# Set problem 1
Could you rewrite the stretch of the records from the line containing "of the white" through the line containing "(374, 1100)", changing "beige sofa" to "cream sofa" and keeping everything else the same? Give back only those lines.
— BEGIN Page —
It’s his last day in New Zealand, and after waiting about an hour (not his fault, I’m sure), we share 25 brief minutes together in the wardrobe room of Auckland Film Studios in an industrial part of Henderson, West Auckland.

Minutes after we’re done, Radcliffe is guided into a black people-mover to start his trip home to New York after five weeks hunkered down in the New Zealand winter.

Before the publicist starts the timer on our interview, during which the only ground rule is no photos, Radcliffe offers to sign the well-loved Harry Potter book he spots in the videograph­er’s hands.

After we chat, he tells me it’s not at all cheeky when I apologetic­ally ask for a selfie. For my own vanity, please believe me when I say I’ve only done the picture thing with one other person – Ghostbuste­rs’ Dan Aykroyd – and awkwardly, he was the one who suggested the photo.
— END Page —
— BEGIN Dataset excerpts —
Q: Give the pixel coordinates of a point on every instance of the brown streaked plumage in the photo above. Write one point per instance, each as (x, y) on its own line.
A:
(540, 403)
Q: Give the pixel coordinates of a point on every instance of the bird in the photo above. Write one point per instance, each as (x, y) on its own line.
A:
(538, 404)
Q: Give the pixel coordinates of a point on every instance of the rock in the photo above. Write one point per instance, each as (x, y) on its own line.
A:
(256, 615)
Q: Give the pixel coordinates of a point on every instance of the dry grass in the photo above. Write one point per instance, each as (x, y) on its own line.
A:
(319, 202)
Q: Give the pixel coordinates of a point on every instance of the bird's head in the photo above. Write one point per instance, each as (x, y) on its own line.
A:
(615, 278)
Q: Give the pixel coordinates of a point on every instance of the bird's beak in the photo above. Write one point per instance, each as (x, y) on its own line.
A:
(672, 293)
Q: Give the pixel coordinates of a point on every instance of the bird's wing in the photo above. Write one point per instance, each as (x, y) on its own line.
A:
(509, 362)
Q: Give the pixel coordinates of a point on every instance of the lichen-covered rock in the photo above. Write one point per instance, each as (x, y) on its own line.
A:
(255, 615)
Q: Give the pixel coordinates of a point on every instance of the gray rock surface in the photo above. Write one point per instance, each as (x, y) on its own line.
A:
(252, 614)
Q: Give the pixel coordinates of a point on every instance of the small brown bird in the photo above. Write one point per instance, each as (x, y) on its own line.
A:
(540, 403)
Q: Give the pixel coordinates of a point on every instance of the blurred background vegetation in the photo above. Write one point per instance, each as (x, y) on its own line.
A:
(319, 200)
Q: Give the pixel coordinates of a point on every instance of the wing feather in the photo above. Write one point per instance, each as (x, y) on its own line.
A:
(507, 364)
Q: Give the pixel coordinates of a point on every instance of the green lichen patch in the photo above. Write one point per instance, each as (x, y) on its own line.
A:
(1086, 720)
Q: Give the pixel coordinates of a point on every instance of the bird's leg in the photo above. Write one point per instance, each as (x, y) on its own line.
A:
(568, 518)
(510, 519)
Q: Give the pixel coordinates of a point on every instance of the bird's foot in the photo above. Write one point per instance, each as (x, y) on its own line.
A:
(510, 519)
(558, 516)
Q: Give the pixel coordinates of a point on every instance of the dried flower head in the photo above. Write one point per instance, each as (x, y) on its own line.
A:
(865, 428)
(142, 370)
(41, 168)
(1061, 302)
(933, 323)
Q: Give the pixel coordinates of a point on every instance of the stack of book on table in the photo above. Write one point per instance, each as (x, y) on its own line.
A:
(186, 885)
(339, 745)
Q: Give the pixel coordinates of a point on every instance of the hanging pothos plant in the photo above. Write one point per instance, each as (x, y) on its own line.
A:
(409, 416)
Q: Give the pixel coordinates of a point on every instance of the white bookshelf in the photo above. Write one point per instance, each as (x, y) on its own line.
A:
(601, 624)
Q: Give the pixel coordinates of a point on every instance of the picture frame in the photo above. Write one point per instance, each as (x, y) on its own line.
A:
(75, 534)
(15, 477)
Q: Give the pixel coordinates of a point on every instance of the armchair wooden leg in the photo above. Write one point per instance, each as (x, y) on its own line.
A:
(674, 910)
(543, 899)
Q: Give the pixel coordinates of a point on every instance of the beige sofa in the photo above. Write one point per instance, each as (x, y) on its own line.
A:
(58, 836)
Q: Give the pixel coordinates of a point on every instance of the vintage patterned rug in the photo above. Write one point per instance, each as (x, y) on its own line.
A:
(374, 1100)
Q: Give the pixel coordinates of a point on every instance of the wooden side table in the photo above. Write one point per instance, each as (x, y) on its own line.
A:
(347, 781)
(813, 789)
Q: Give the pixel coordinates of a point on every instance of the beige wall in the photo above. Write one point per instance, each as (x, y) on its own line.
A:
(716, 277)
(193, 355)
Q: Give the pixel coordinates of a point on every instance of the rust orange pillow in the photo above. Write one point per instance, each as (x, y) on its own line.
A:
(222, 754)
— END Dataset excerpts —
# Set problem 2
How might the account of interviewing Daniel Radcliffe in Auckland go on? Continue it from its last sentence.

# Task response 1
Q: Give the pixel coordinates of a point on every instance of the white bookshelf in the photo above. Write one point per instance, each as (x, y) on its own line.
A:
(601, 624)
Q: Give the pixel coordinates of a point on every instance of the picture frame in the photo above. Write one point per instance, each as (x, y) on its own line.
A:
(75, 534)
(15, 477)
Q: Give the pixel coordinates of a point on every instance of the armchair wooden leg in the photo above. Write one point per instance, each as (x, y) on its own line.
A:
(674, 910)
(543, 899)
Q: Give the pixel coordinates of a point on every instance of the cream sofa in the photo above. Write one point per instance, each as (x, y) on its own line.
A:
(58, 836)
Q: Give the pixel coordinates of a point on every instance of the vintage patterned rug in the photo above. Write one point per instance, each as (x, y) on its own line.
A:
(374, 1100)

# Task response 2
Radcliffe is the perfect tourist, happily reeling off his new favourite local spots, and promising to return to this patch of paradise.

He even swoons over Queenstown, and he didn’t actually make it that far south.

Radcliffe understand­s why people might think he’s a bit of an ungrateful guy. It is, he says, a child actor thing. When you’ve grown up in the industry, the law of averages suggests you might not be a pleasant person by the time you hit 18. He’s spoken before about people being shocked when he turns out to not be a dick, and I want to know what living with that kind of expectatio­n does to a person. ‘‘It is what it is. . .’’ he shrugs.

‘‘It’s a weird thing to grow up with, but I think it just means the bar is really low, and when you exceed that just by being a vaguely decent human being, well, everyone’s just delighted.’’

He must just put it out of his mind, I suggest. Otherwise meeting new people would be torturous, and full of second-guessing?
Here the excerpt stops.